- _Исходный отрывок_:

==========

Внутренний монолог потомственного революционера Саши Ленартовича, презирающего светско-декадентские забавы и раздраженного очередным «ускользанием» возлюбленной, что отправилась на модное «безыдейное» действо, писатель приправляет жесткой иронией. Представление, которое кажется герою оскорбительной несуразицей (ночь обращена в день, режиссер доминирует над автором, собирается в Александринке ненавистное – «призрачное» – общество), происходит одновременно с не менее абсурдным спектаклем уличным, в котором вместе с покинувшим работу «трудящимся народом» азартно «играют» как сверстники-сочувственники Ленартовича, так и иные из «призрачных» (богатых, светских, изысканных) поклонников нового искусства. Хотя Солженицын умалчивает о будущей карьере постановщика «Маскарада», имя Мейерхольда говорит само за себя. «Автор спектакля» (это гордое самоопределение Мейерхольда здесь уже уместно, хотя в оборот оно будет введено позднее), продемонстрировавшего все внешнее великолепие императорского театра (косвенно – самой империи), совсем скоро станет одним из главных «художников революции». Когда ближе к финалу (17 марта – предпоследний день Узла) тройственный союз литераторов-символистов возмущается роскошной «бредовой фантазией» вообще и «безвкусным спуском траурного флёра с розовым венком» в особенности, собеседники не могут уразуметь, что «очередное па» былого «обласканца директора императорских театров», ныне клеймящего «Мир искусства», вовсе не случайно. Доводя в «Маскараде» до предела изыски имперской культуры и тем самым хороня (быть может, бессознательно) «петербургский период», Мейерхольд уже готов, отдавшись новой силе, «творить новую жизнь» (634). Его «Маскарад» (а не новые революционные пьесы, что обдумываются символистами) парадоксально, но крепко связан с тем грандиозным площадным действом, начало которого совпало с генеральной репетицией в главном театре умирающей империи. Новый – кровавый – маскарад-карнавал-спектакль приходит как мнимое преодоление (но и продолжение) маскарада старого.

==========

- _Список строк_:
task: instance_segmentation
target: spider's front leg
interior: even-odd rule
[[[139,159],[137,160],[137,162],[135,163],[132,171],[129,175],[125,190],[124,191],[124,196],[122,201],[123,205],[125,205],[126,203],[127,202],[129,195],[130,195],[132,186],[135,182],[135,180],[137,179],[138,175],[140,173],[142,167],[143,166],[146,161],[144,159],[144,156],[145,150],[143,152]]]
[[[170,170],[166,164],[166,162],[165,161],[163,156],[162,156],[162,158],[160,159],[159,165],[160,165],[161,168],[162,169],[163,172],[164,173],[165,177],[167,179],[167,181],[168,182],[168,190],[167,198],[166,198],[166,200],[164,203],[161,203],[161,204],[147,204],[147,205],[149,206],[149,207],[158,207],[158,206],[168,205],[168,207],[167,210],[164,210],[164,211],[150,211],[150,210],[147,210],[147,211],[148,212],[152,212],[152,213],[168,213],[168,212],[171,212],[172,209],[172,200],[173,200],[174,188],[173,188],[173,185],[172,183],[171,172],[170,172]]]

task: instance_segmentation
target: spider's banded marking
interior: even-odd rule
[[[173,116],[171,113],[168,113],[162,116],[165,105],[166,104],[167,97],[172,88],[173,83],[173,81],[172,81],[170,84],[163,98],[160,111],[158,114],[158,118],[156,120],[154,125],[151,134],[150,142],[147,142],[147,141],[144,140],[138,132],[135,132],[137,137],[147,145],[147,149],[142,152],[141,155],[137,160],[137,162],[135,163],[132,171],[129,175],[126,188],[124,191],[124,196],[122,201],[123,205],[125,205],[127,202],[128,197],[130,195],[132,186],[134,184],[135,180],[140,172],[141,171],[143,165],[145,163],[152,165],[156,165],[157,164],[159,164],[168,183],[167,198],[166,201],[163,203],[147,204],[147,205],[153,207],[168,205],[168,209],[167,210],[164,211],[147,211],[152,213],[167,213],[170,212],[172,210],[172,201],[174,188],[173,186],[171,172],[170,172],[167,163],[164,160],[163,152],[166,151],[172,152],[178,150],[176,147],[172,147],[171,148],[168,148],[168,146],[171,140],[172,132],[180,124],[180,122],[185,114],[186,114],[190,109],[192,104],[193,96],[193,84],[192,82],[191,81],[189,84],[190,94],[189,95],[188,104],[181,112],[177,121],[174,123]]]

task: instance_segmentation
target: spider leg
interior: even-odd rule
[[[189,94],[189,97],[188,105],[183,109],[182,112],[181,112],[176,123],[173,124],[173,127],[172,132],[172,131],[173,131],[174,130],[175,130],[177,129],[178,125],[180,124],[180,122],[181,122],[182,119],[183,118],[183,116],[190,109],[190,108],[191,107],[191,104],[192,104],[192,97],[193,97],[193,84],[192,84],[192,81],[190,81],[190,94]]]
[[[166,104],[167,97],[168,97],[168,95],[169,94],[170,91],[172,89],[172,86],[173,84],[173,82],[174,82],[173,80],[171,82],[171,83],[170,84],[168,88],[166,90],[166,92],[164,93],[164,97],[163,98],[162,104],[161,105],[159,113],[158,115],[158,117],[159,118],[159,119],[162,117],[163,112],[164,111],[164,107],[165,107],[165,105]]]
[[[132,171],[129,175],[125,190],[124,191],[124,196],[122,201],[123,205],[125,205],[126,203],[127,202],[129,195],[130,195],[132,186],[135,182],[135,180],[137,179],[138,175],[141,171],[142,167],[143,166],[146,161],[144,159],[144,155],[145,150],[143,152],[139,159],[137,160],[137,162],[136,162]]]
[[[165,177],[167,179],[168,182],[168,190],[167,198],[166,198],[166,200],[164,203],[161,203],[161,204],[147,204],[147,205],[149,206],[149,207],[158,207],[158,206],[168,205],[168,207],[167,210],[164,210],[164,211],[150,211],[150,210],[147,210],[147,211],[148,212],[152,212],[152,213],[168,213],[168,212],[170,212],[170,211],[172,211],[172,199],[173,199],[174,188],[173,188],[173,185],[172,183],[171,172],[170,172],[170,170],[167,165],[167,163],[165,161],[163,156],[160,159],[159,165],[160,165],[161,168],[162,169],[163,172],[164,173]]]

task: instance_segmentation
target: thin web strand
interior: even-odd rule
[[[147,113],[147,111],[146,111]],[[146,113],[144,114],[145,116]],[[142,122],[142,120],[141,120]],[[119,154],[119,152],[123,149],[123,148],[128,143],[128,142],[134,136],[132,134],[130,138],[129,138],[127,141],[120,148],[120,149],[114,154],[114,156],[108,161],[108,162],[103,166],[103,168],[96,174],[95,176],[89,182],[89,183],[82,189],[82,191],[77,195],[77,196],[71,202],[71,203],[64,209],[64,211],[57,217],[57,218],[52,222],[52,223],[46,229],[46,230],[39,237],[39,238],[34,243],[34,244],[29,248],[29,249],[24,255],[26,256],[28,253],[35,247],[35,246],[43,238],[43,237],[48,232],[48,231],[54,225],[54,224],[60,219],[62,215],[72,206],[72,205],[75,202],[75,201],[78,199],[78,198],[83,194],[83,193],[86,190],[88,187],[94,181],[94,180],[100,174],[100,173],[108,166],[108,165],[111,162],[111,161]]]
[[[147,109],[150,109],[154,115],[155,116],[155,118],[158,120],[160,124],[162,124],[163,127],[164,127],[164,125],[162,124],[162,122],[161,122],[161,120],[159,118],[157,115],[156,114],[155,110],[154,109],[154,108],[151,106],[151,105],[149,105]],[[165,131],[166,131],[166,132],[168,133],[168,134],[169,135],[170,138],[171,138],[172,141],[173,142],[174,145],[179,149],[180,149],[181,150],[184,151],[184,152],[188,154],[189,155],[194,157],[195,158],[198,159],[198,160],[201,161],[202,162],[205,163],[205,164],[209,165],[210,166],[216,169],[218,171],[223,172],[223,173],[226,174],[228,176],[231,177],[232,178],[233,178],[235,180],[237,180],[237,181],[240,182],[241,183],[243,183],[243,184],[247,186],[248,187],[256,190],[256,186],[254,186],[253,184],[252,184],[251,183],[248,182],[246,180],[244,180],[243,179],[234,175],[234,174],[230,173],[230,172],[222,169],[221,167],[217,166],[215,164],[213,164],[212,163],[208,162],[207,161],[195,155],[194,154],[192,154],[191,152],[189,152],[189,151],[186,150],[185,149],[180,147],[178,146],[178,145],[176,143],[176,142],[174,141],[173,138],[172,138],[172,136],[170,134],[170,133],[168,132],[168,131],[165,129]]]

==========

- _Что сделать_:
[1] Ответьте по отрывку о «Маскараде»:
(a) Каким по счету днем Узла названо 17 марта?
(b) В каком театре, по мнению героя, собирается «призрачное» общество?
(c) Какое гордое самоопределение Мейерхольда упоминается в отрывке?
[2] Подхватите отрывок о «Маскараде» и напишите продолжение, которое начинается сразу после его последнего предложения.
Строки представляют собой отдельный материал и с отрывком о «Маскараде» не связаны.

- _Ответы_:
[1]
(a) Предпоследним днем Узла.
(b) В Александринке.
(c) «Автор спектакля».

[2]
Приняв роль штаба революции, Таврический дворец в одночасье утрачивает былое великолепие. Дело не в том, что солдатские толпы просто не умеют вести себя пристойно (хотя это и так). Барские покои нужно изгадить именно потому, что они барские. Нужно не только опустошить буфет (тут есть какая-никакая мотивировка – есть хочется и в революцию хочется), но и надымить цигарками, затоптать паркет, порушить мебель, разодрать занавеси и, наконец, надругаться над портретом Государя (символическая репетиция еще не поставленного в повестку дня цареубийства). И не важно, что здешние «господа» изначально мыслились частью восставших как союзники-защитники. Как не важно и то, что сами оставшиеся в Таврическом думцы (и прибывшие сюда дружественные им интеллигенты), по сути, соучаствуют в глумлении над цитаделью российского парламентаризма. Как не важно, что еще вчера для абсолютного большинства бунтовщиков царь был неколебимой святыней, а о низвержении монархии они не думают и сейчас. Важно само по себе нарушение извечных границ, утверждение своей (на самом деле – массовой) воли, которое и творит праздник.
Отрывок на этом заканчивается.